- [Aufgabe 1] Sammle aus den Datensätzen weiter unten jede Zeile, die die Zeichenfolge „blue“ enthält, und gib sie unverändert wieder.

- [Textauszug]
>>>>>

GEGENSTANDPUNKT GEGENARGUMENTE

„Bedingungsloses Grundeinkommen“ – Kapitalismus mit menschlichem Antlitz?

Als Reaktion auf Arbeitslosigkeit und Lohnsenkungen ist in letzter Zeit die Idee populär geworden, der Staat solle jedem Bürger eine finanzielle Grundsicherung, also ein monatliches Einkommen garantieren. In linken Kreisen, unter anerkannten Ökonomen und Soziologen bis hinauf zum Bundespräsidenten hat diese Idee inzwischen Karriere gemacht. „Bedingungslos“ soll das Einkommen sein, es soll also wirklich jeder Bürger erhalten – unabhängig davon, über wie viel Einkommen bzw. Vermögen er verfügt. Diese Forderung erscheint mitten in der deutschen Hartz-IV-Gesellschaft auf den ersten Blick als unvorstellbare soziale Tat: Leute sollen Geld bekommen, ohne dafür arbeiten zu müssen, und das auch noch ohne Bedürftigkeitsprüfung. Statt sich über eine solche Forderung zu wundern, könnte man ihr aber auch eine radikale Auskunft entnehmen: Da gibt es Leute, die bemerken, dass die herrschende Wirtschaftsordnung trotz ihres unübersehbaren Reichtums die Existenz einer in die Millionen gehenden Zahl von Gesellschaftsmitglieder nicht sichert. Daraus ziehen sie aber nicht den Schluss, dass diese Wirtschaftsordnung dann durch eine zu ersetzen sei, die genau das garantiert, was die gegenwärtige nicht tut: den Lebensunterhalt aller auf dem Niveau, das dem Stand der Produktivkräfte gerecht wird. Vielmehr halten sie an der existierenden Produktionsweise fest, in der es Leute mit und ohne Vermögen gibt und in welcher der Lebensunterhalt Letzterer davon abhängt, dass sie von den Eigentümern nur dann ein Arbeitsentgelt bekommen, wenn ihre Arbeit zur Vermehrung des Privateigentums taugt. Weil aber die Arbeit einer wachsenden Zahl von Leuten nicht nachgefragt wird, so dass sie auch kein Einkommen haben, sollen sie mit Hilfe eines staatlich finanzierten Grundeinkommens über Wasser gehalten werden. So sei trotz des Fortbestehens von Arbeitslosigkeit das Überleben aller, auch der (Dauer‑)Arbeitslosen gewährleistet – meinen jedenfalls dessen Befürworter – und stellen damit klar, dass sie an diesem Wirtschaftssystem selbst unbeirrt festhalten wollen, in dem der Lebensunterhalt Vermögensloser grundsätzlich davon abhängt, dass sie eine Arbeit verrichten, die den Reichtum der Vermögenden vermehrt.

<<<<<

- [Gegebene Daten]
>>>>>

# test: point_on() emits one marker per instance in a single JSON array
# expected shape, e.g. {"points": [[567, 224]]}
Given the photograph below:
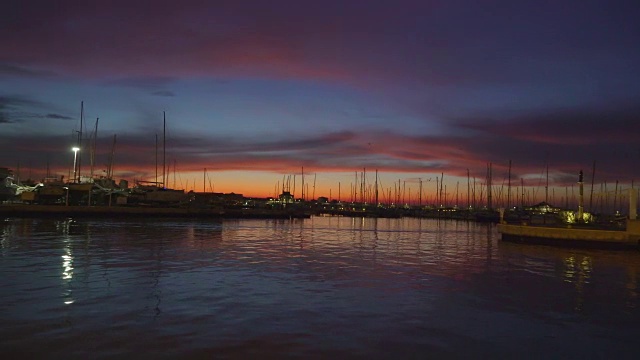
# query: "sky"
{"points": [[255, 91]]}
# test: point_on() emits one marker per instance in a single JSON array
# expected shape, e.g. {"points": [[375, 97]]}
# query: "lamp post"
{"points": [[75, 157]]}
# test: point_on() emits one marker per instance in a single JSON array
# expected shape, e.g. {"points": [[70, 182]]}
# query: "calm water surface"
{"points": [[313, 288]]}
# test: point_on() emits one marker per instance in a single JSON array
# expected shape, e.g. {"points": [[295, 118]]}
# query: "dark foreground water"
{"points": [[313, 288]]}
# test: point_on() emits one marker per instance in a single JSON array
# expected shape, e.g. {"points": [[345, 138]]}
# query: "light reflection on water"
{"points": [[318, 287]]}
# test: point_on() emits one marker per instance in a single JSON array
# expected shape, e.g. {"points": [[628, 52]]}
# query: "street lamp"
{"points": [[75, 157]]}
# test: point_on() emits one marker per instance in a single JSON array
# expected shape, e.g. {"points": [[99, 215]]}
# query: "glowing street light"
{"points": [[75, 157]]}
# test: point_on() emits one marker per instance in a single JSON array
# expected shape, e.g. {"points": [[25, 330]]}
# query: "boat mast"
{"points": [[580, 198], [156, 160], [111, 158], [593, 176], [164, 148], [94, 147], [509, 187]]}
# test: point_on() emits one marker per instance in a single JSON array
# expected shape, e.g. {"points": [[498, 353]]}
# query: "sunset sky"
{"points": [[256, 90]]}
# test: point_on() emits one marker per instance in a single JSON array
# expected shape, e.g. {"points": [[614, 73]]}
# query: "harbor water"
{"points": [[324, 287]]}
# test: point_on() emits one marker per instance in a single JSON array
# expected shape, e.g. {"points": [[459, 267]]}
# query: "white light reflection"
{"points": [[67, 265], [67, 261]]}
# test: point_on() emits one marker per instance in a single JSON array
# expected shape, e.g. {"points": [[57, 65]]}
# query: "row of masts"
{"points": [[78, 149], [479, 194]]}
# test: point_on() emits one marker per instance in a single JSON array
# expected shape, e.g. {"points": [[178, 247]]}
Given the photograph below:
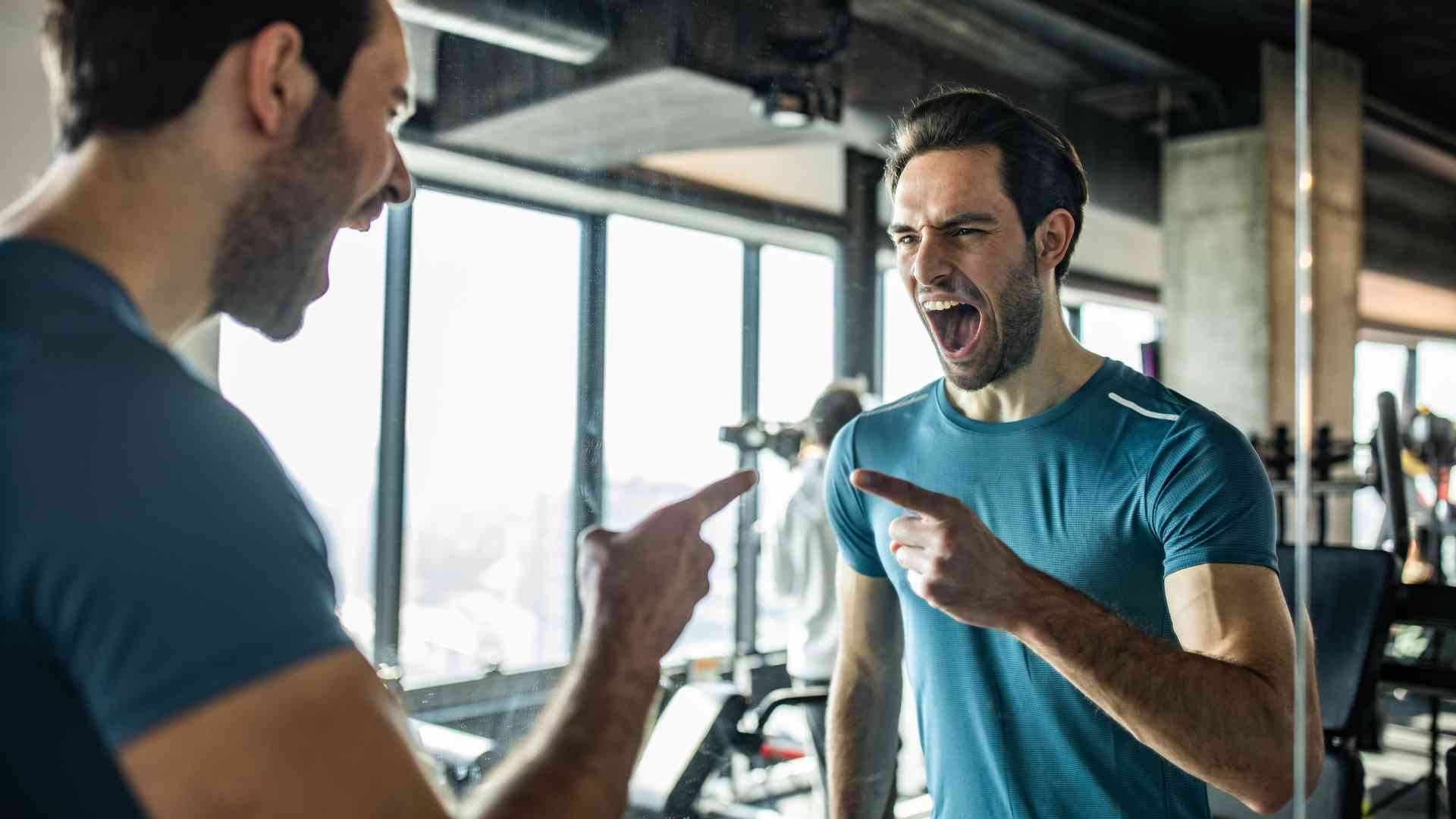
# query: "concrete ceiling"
{"points": [[673, 91]]}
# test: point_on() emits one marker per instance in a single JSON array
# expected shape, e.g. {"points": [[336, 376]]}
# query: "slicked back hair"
{"points": [[128, 66], [1040, 169]]}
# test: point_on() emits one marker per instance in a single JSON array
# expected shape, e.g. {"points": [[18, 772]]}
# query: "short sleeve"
{"points": [[846, 507], [1209, 496], [187, 566]]}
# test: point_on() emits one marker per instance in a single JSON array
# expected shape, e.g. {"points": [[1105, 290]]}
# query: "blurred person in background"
{"points": [[801, 556]]}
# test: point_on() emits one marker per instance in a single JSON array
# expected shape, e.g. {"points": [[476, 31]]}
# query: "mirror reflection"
{"points": [[673, 409]]}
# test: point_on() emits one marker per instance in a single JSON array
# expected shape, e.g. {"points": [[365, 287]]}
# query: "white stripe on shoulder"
{"points": [[896, 404], [1139, 410]]}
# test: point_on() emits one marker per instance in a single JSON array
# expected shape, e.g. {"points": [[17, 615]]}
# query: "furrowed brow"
{"points": [[965, 219]]}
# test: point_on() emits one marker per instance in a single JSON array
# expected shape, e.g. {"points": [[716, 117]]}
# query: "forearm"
{"points": [[1225, 723], [580, 755], [864, 720]]}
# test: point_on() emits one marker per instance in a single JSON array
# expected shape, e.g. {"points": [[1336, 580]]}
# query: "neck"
{"points": [[1059, 369], [145, 215]]}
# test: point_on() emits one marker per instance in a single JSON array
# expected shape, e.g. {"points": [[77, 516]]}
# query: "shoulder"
{"points": [[889, 423], [120, 422], [1155, 422]]}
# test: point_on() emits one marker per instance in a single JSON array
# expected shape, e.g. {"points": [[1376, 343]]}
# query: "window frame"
{"points": [[460, 700]]}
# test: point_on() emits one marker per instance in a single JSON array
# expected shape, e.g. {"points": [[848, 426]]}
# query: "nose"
{"points": [[400, 187], [930, 262]]}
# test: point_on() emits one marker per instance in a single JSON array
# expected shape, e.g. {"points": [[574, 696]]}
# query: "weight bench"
{"points": [[702, 725]]}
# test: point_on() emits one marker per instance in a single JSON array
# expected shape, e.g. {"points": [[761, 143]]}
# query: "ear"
{"points": [[280, 82], [1055, 238]]}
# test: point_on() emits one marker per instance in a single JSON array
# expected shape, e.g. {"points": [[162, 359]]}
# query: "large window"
{"points": [[673, 378], [910, 356], [490, 438], [316, 400], [795, 363], [1117, 333], [1436, 387]]}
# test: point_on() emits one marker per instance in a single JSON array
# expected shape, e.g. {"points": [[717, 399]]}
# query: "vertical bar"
{"points": [[592, 319], [878, 382], [746, 620], [1304, 391], [856, 281], [1411, 381], [389, 528]]}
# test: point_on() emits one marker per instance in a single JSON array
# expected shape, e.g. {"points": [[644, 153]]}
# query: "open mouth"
{"points": [[957, 327]]}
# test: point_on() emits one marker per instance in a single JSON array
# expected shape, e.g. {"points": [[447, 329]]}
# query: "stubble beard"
{"points": [[277, 237], [1018, 331]]}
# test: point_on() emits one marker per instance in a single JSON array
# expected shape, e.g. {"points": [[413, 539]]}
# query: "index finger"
{"points": [[905, 494], [711, 499]]}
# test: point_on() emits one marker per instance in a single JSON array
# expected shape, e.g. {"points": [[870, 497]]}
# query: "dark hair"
{"points": [[134, 64], [835, 407], [1040, 169]]}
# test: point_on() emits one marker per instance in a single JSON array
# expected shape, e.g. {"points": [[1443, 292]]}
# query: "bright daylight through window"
{"points": [[490, 430], [673, 375], [795, 363]]}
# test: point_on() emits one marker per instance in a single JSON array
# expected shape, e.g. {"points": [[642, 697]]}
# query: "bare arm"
{"points": [[1222, 707], [1219, 707], [864, 701], [325, 739]]}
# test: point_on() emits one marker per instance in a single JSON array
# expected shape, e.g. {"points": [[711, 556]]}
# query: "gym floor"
{"points": [[1404, 758]]}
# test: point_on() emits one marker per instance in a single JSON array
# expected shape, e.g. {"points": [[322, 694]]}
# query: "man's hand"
{"points": [[952, 560], [639, 588]]}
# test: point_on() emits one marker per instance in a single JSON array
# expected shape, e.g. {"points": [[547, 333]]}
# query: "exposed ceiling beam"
{"points": [[976, 34]]}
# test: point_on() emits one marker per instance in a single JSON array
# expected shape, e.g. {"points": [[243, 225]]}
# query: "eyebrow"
{"points": [[959, 221]]}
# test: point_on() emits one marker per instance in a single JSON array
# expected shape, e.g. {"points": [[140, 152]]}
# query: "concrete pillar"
{"points": [[1229, 253], [1216, 314]]}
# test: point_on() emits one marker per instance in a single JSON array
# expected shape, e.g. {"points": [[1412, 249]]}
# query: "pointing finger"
{"points": [[714, 497]]}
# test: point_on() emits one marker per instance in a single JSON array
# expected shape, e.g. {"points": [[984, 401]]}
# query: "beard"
{"points": [[1017, 333], [277, 237]]}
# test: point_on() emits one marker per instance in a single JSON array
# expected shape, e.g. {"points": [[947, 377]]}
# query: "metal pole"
{"points": [[587, 472], [389, 529], [1304, 392], [746, 620]]}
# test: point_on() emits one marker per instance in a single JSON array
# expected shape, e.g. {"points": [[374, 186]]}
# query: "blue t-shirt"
{"points": [[153, 556], [1110, 491]]}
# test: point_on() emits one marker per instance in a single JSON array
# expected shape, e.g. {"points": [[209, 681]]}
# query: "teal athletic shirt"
{"points": [[1117, 487], [153, 556]]}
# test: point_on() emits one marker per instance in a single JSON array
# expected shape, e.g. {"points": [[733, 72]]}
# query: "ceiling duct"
{"points": [[557, 30]]}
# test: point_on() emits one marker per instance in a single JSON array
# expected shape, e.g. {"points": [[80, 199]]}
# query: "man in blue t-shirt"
{"points": [[1075, 563], [166, 611]]}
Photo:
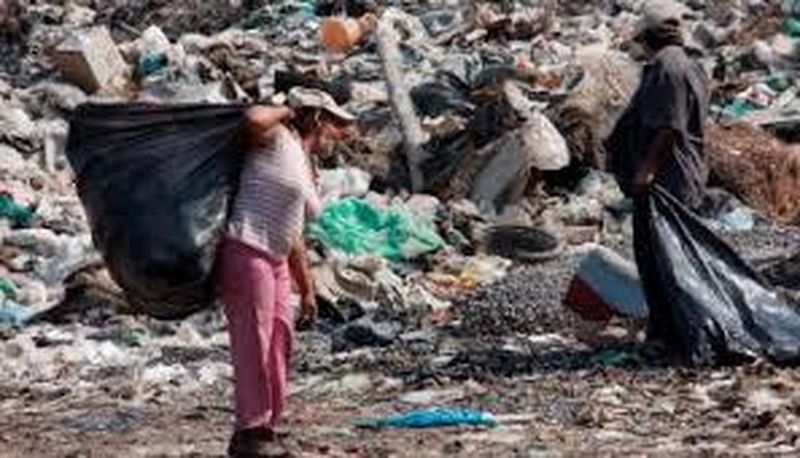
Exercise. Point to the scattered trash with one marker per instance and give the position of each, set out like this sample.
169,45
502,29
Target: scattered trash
606,285
91,60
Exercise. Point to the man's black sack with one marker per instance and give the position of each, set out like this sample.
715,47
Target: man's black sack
707,305
155,183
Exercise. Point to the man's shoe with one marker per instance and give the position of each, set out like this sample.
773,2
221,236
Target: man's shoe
256,443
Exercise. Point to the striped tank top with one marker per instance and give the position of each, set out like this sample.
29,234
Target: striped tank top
276,195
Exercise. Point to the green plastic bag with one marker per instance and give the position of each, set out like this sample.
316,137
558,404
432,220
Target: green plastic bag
19,216
353,226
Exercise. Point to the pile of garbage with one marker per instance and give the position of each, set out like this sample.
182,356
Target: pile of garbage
481,149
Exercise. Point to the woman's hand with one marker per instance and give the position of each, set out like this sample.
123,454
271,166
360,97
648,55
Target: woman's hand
308,310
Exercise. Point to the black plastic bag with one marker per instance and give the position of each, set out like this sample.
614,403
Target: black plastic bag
707,305
155,183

<<<<<

- [Aufgabe 2] Fasse den Textauszug über das bedingungslose Grundeinkommen oben in zwei Sätzen zusammen.

- [Vollständige Antwort 1]
# query: "blue t-shirt"
# query: "man in blue t-shirt"

- [Vollständige Antwort 2] Als Reaktion auf Arbeitslosigkeit und Lohnsenkungen ist die Idee populär geworden, dass der Staat jedem Bürger unabhängig von Einkommen und Vermögen ein monatliches Grundeinkommen garantieren soll, was in der Hartz-IV-Gesellschaft auf den ersten Blick wie eine unvorstellbare soziale Tat wirkt. Der Text hält dagegen, dass die Befürworter zwar bemerken, dass die herrschende Wirtschaftsordnung die Existenz von Millionen Menschen nicht sichert, aber trotzdem an ihr festhalten und die Arbeitslosen nur mit staatlichem Geld über Wasser halten wollen.